> **TASK DETAILS**
Would you reproduce exactly the lines below from the one holding "Target: ceiling fan light fixture" through the one holding "Target: white baseboard", inclusive, and no others?
DATA below:
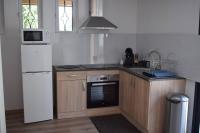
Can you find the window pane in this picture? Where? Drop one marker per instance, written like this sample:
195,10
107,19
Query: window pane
65,15
30,14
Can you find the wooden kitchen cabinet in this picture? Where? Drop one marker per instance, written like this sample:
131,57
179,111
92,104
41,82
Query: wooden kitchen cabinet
125,93
71,95
143,102
140,98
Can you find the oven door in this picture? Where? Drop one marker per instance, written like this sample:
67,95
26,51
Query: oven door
102,94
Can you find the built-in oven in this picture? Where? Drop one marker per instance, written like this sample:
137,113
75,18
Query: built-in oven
102,91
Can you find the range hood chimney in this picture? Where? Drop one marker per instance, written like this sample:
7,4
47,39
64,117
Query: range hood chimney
96,21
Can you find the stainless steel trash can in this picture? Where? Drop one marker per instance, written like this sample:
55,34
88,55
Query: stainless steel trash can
177,111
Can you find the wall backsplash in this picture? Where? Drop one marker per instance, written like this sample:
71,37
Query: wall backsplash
75,48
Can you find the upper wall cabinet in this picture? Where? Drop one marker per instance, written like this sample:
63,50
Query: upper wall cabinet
1,17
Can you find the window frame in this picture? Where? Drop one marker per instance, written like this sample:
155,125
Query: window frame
74,17
40,13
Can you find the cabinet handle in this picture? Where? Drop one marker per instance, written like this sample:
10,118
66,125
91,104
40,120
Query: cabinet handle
73,75
84,85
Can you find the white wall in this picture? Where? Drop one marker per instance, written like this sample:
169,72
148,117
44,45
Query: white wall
123,13
11,57
171,27
168,16
2,108
1,17
68,48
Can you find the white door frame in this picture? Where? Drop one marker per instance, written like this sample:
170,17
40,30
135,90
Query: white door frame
2,107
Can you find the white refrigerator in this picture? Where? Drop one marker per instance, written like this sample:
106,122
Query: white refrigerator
37,82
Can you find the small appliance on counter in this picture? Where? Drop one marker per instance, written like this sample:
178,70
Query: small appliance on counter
129,58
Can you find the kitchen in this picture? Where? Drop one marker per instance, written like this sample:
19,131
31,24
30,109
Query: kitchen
171,27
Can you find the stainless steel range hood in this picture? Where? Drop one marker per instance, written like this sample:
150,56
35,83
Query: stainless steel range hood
96,21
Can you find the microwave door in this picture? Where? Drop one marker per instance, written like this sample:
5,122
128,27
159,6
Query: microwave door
36,58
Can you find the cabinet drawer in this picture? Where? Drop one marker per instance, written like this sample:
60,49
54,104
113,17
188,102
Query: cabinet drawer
71,75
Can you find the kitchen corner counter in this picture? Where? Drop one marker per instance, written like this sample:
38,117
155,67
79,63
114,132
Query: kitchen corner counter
135,70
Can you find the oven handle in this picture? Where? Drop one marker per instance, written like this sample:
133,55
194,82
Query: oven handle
100,84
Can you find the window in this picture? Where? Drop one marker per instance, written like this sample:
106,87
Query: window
65,15
30,14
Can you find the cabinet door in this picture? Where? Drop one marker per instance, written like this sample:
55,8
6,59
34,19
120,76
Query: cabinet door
140,101
125,92
71,96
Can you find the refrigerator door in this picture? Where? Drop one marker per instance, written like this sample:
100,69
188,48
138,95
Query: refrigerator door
36,58
38,96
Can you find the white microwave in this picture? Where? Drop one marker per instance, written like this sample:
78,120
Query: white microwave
35,36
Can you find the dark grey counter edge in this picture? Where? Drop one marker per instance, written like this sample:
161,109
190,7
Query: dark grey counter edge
118,68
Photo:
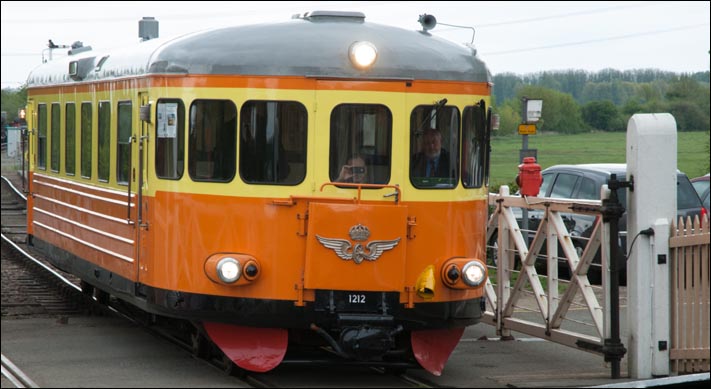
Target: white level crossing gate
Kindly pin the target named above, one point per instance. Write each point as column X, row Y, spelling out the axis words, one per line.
column 571, row 312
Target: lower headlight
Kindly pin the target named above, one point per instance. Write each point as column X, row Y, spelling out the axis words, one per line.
column 473, row 273
column 229, row 270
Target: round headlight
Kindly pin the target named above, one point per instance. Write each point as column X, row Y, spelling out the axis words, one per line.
column 363, row 54
column 228, row 269
column 473, row 273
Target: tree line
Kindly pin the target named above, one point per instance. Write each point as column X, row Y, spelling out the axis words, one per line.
column 576, row 101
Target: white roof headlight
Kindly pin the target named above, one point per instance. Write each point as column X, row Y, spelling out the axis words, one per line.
column 229, row 270
column 363, row 54
column 473, row 273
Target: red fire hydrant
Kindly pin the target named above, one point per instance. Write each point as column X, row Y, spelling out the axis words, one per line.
column 529, row 177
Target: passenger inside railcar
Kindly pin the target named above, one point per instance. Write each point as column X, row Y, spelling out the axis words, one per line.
column 354, row 170
column 432, row 160
column 434, row 146
column 361, row 140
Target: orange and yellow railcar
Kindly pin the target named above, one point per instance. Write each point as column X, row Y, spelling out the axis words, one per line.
column 264, row 183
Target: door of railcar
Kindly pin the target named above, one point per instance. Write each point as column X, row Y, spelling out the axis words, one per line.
column 139, row 175
column 353, row 158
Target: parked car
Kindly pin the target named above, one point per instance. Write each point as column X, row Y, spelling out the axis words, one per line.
column 584, row 182
column 701, row 184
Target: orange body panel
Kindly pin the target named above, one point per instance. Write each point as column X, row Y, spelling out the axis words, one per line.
column 186, row 229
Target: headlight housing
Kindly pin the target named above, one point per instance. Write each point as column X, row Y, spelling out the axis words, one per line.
column 474, row 273
column 232, row 269
column 229, row 270
column 463, row 273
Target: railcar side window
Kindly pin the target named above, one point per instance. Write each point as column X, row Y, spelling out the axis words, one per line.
column 434, row 146
column 212, row 140
column 123, row 142
column 170, row 144
column 42, row 136
column 474, row 153
column 273, row 142
column 361, row 143
column 86, row 124
column 70, row 139
column 54, row 137
column 104, row 140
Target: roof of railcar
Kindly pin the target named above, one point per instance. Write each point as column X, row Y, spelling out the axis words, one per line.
column 313, row 46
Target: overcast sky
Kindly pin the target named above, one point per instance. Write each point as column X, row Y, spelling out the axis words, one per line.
column 519, row 37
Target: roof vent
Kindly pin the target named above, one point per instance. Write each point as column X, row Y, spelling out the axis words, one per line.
column 78, row 47
column 148, row 28
column 335, row 15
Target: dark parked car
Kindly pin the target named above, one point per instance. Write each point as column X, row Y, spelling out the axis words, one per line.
column 701, row 184
column 584, row 182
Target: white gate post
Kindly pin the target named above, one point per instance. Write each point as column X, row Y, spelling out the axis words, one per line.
column 651, row 161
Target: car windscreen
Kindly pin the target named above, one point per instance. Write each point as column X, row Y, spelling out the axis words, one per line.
column 686, row 196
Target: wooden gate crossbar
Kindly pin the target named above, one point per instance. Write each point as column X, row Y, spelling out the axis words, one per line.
column 503, row 299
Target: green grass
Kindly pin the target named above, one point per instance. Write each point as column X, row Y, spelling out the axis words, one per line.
column 599, row 147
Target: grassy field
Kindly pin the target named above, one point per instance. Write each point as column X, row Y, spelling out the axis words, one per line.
column 608, row 147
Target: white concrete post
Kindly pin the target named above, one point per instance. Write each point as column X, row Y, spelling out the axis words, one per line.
column 651, row 161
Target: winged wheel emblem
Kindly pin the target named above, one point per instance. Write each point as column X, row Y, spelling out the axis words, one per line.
column 358, row 252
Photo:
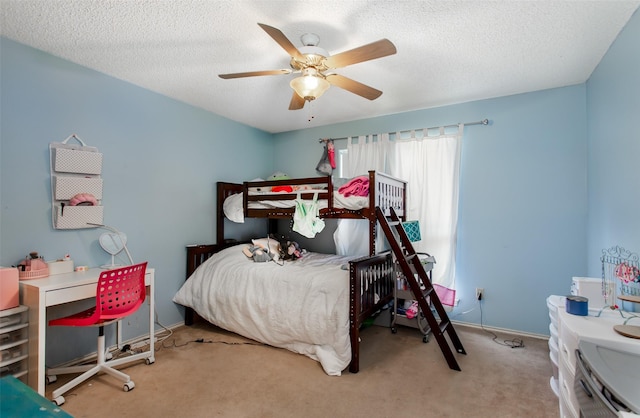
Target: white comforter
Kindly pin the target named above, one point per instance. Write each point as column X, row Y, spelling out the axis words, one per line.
column 302, row 306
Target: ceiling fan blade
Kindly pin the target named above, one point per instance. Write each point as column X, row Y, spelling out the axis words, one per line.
column 379, row 49
column 254, row 73
column 297, row 102
column 283, row 41
column 353, row 86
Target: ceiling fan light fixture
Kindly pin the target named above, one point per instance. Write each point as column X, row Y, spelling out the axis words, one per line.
column 310, row 85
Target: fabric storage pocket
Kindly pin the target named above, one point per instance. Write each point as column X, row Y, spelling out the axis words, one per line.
column 77, row 217
column 69, row 160
column 65, row 187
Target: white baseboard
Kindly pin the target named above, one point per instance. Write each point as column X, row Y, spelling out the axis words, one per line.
column 502, row 330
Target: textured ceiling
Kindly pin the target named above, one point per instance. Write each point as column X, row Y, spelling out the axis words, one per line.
column 448, row 51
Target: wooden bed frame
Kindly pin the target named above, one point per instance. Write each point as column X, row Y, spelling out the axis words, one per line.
column 384, row 191
column 371, row 279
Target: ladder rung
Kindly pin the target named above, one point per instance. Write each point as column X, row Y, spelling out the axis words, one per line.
column 444, row 325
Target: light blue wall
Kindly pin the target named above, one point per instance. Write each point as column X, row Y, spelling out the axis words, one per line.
column 613, row 111
column 162, row 159
column 523, row 197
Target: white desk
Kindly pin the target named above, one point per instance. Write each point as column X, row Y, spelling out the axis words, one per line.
column 38, row 294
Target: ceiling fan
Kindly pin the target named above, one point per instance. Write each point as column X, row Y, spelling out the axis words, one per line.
column 313, row 63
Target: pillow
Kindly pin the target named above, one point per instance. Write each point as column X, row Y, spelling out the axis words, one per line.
column 278, row 175
column 268, row 244
column 232, row 208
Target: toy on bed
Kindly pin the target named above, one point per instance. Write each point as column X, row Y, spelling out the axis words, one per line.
column 273, row 249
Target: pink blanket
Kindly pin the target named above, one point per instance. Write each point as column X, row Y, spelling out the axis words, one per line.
column 357, row 186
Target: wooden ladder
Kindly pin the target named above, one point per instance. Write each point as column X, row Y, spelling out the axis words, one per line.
column 411, row 266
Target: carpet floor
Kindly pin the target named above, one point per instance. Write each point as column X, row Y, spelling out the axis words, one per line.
column 400, row 376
End of DATA.
> **PROBLEM SOLUTION**
Target: ceiling fan light fixture
Kindly pin the target named above, one point per instance. Write each point as column X, row Y, spelling out the axis words, one per line.
column 310, row 85
Target: fabric storage pocket
Kindly pin the target named above, one point per instance. Write each point as column X, row Y, spelling out the axis words, one per line.
column 77, row 217
column 69, row 160
column 65, row 187
Target: white baseboard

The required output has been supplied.